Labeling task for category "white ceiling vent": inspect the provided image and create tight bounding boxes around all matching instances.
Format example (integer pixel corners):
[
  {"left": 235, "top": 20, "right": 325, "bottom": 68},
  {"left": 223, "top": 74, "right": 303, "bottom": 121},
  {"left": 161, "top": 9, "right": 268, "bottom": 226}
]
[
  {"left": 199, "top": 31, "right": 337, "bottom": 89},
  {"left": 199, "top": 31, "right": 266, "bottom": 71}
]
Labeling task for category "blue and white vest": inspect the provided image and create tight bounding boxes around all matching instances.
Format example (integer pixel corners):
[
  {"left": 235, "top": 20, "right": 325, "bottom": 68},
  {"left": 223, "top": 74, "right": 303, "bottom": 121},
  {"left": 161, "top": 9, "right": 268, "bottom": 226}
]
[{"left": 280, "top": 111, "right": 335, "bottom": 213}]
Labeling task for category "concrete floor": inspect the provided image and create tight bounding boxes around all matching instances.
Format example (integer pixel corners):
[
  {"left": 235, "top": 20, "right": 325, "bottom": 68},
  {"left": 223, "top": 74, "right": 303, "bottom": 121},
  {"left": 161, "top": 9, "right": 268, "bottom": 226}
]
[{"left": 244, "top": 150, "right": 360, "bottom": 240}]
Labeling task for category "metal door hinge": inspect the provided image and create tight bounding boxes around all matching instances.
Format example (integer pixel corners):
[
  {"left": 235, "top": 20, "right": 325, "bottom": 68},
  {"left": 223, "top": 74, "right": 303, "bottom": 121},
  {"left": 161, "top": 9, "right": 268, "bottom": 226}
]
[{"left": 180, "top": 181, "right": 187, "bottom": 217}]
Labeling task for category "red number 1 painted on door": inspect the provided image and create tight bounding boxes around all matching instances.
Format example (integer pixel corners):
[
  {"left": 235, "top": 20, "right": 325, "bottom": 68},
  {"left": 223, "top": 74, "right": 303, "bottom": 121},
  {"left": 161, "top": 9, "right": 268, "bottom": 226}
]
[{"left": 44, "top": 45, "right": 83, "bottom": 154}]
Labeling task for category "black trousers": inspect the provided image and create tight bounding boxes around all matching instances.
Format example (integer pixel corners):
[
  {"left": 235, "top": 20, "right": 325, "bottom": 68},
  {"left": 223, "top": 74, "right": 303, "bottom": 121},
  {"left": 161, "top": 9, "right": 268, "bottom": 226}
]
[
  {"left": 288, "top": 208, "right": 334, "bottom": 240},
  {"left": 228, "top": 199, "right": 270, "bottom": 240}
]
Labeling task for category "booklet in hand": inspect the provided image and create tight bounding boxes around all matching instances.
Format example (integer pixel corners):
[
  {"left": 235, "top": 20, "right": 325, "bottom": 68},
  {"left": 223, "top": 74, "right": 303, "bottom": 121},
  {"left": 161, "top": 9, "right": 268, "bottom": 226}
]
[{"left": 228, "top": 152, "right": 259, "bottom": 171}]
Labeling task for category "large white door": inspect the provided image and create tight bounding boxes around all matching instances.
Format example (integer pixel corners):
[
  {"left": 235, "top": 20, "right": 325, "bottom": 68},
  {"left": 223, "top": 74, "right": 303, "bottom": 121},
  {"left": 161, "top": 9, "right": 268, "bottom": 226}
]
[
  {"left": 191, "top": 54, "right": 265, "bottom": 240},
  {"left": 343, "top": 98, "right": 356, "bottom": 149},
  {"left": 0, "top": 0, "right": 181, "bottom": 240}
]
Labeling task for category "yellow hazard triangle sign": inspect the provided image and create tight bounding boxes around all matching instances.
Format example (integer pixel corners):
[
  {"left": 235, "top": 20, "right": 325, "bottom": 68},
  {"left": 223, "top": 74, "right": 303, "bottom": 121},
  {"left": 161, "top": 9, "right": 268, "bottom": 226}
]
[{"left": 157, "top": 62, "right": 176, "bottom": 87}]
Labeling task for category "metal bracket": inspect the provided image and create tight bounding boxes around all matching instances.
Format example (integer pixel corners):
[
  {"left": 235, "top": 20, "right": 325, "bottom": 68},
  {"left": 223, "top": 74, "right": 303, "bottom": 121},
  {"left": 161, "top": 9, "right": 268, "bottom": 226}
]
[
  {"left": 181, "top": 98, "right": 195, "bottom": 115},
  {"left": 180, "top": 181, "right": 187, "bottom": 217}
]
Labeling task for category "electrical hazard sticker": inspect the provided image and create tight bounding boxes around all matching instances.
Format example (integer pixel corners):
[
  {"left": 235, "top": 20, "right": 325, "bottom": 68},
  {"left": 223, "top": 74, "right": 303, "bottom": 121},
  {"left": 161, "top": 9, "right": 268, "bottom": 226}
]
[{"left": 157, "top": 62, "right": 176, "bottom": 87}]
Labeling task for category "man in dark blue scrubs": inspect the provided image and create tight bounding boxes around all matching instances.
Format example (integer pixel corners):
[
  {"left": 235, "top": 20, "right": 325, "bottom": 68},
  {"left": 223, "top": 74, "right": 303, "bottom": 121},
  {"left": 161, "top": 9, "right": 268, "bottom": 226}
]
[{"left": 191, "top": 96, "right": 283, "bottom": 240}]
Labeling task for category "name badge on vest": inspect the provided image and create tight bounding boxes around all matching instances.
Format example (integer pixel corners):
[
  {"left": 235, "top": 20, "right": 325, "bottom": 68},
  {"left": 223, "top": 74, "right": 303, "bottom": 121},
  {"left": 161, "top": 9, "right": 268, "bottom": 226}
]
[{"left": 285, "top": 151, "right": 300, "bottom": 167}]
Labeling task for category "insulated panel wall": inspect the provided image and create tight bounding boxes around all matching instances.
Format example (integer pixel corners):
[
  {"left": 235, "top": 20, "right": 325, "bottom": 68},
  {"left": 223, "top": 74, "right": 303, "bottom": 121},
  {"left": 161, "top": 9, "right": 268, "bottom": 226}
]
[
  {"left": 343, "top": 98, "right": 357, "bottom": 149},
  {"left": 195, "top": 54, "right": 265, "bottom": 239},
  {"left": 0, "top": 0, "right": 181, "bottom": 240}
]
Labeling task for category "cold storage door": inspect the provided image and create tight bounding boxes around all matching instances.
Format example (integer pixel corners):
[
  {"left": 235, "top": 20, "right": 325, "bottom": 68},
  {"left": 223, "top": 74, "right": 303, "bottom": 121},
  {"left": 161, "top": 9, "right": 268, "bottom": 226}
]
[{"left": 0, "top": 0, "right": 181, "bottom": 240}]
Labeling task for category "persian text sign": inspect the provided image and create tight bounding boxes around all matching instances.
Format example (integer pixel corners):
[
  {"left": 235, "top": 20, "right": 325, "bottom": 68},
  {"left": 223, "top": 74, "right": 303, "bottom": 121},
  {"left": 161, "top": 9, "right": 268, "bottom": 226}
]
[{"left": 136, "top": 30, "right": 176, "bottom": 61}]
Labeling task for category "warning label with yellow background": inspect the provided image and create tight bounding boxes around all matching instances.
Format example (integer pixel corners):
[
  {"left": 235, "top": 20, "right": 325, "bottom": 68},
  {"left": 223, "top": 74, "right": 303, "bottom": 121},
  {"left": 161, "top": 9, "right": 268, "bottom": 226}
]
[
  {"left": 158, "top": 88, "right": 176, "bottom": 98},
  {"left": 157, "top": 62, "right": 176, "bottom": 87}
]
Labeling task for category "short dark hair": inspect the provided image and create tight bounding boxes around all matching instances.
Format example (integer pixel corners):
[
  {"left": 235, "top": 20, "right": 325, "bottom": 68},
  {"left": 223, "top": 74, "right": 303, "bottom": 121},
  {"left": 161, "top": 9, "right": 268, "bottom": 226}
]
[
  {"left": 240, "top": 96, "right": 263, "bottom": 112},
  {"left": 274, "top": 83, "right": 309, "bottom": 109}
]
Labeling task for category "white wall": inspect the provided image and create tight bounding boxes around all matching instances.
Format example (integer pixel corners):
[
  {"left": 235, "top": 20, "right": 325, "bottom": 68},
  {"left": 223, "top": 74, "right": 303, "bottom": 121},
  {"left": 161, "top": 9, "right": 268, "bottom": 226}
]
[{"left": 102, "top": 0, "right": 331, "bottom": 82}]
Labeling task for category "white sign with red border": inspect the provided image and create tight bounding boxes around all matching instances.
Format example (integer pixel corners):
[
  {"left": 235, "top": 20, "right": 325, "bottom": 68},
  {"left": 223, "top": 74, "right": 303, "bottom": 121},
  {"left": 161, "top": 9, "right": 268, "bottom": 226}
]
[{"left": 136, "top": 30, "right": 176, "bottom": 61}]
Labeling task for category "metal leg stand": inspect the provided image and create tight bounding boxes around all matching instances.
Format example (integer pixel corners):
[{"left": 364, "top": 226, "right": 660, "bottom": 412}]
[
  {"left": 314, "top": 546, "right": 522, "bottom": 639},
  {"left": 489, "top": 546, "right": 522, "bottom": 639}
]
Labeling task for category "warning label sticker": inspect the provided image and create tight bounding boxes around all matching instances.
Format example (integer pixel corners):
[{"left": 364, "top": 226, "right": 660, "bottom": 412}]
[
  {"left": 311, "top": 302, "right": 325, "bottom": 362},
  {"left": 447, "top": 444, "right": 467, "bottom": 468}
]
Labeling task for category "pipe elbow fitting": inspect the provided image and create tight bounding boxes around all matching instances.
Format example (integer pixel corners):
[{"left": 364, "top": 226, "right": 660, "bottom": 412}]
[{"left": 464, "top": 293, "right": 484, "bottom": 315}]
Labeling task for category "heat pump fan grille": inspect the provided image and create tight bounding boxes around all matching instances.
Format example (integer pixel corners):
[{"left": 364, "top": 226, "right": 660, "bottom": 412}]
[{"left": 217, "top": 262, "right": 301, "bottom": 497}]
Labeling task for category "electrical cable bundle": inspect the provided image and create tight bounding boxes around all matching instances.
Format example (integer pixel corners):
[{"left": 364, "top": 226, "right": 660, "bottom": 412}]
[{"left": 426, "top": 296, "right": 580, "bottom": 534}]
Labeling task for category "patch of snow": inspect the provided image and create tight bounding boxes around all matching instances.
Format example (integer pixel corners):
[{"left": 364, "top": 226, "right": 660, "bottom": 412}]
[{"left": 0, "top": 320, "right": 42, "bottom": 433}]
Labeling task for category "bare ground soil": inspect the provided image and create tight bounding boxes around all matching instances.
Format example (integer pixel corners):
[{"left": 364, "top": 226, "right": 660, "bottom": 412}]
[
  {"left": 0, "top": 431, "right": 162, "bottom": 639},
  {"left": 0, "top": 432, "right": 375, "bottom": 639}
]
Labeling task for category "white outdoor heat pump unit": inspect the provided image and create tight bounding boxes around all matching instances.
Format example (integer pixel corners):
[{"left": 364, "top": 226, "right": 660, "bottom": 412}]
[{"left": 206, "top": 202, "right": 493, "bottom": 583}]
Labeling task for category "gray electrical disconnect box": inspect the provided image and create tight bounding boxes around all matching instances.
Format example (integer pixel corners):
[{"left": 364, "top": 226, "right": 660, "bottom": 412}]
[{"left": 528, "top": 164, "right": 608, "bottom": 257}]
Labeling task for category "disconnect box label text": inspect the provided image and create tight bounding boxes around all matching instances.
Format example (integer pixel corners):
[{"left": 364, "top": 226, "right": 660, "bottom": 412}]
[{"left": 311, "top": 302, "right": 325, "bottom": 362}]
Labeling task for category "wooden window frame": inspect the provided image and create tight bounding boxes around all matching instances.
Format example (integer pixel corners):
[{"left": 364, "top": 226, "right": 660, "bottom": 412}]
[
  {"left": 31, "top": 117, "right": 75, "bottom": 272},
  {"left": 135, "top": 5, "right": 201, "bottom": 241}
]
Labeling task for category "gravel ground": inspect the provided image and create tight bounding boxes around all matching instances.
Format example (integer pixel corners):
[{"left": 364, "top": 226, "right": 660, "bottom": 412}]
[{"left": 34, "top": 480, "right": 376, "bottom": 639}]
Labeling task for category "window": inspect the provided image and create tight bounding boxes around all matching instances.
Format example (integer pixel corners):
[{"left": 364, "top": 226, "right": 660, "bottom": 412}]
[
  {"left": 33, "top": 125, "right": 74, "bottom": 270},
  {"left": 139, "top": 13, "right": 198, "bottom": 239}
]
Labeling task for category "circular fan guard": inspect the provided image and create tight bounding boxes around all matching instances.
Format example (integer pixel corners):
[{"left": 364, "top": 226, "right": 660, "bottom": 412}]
══════
**WORK TO BE COMPLETED:**
Pull out each line of the listing above that contains the word "heat", and copy those lines unchanged.

**RESPONSE BELOW:**
Labeling task for category "heat pump fan grille": inspect the provided image and create tight bounding boxes around all matching instances.
Labeling task for category "white outdoor heat pump unit": inspect the provided image and create tight bounding boxes around all matching instances.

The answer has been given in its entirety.